§ Excerpt
Fabien Roger comments on Research directions Open Phil wants to fund in technical AI safety

Fabien Roger 10 Feb 2025 12:34 UTC
LW: 2 AF: 2
0
AF
Admittedly you are imagining a future hypothetical where it’s obvious to everyone that long-term optimization is causing problems, but I don’t think it will clearly be obvious in advance that the long-term optimization is causing the problems, even if switching to MONA would measurably improve feedback quality
That’s right. If the situations where you imagine MONA helping are situations where you can’t see the long-term optimization problems, I think you need a relatively strong second bullet point (especially if the alignment tax is non-negligible), and I am not sure how you get it.
In particular, for the median AIs that labs use to 20x AI safety research, my guess is that you won’t have invisible long-term reward hacking problems, and so I would advise labs to spend the alignment tax on other interventions (like using weaker models when possible, or doing control), not on using process-based rewards. I would give different advice if
- the alignment tax of MONA were tiny
- there were decent evidence for invisible long-term reward hacking problems with catastrophic consequences solved by MONA
I think this is not super plausible to happen, but I am sympathetic to research towards these two goals. So maybe we don’t disagree that much (except maybe on the plausibility of invisible long-term reward hacking problems for the AIs that matter the most).
- Rohin Shah 11 Feb 2025 23:34 UTC
  LW: 2 AF: 2
  0
  AF Parent
  If the situations where you imagine MONA helping are situations where you can’t see the long-term optimization problems, I think you need a relatively strong second bullet point
  That doesn’t seem right. It can simultaneously be the case that you can’t tell that there are problems stemming from long-term optimization problems when you don’t use MONA, and also if you actually use MONA, then it will measurably improve quality.

(Natural-language object grounding data)
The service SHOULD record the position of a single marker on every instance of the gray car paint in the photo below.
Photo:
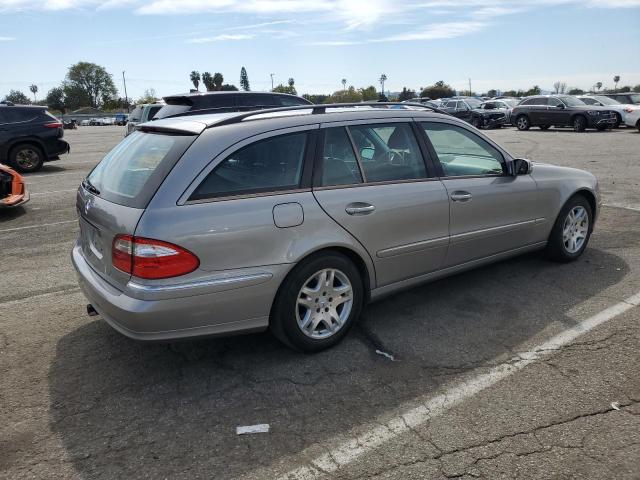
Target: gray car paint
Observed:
(415, 234)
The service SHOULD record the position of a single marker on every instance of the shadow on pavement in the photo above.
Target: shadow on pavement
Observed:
(124, 409)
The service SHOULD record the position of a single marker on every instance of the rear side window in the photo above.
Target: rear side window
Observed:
(131, 173)
(388, 152)
(265, 166)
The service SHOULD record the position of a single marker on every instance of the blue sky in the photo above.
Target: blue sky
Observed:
(499, 44)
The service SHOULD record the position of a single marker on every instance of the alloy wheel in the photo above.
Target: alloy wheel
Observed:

§ Work instructions
a. In the forum thread on MONA, what does Fabien Roger advise labs to spend the alignment tax on instead of process-based rewards?
b. Which people or organizations does the forum thread on MONA mention by name?
The records are unrelated to the forum thread on MONA.

§ Outputs in order
a. Other interventions, such as using weaker models when possible or doing control.

b. Fabien Roger, Open Phil, Rohin Shah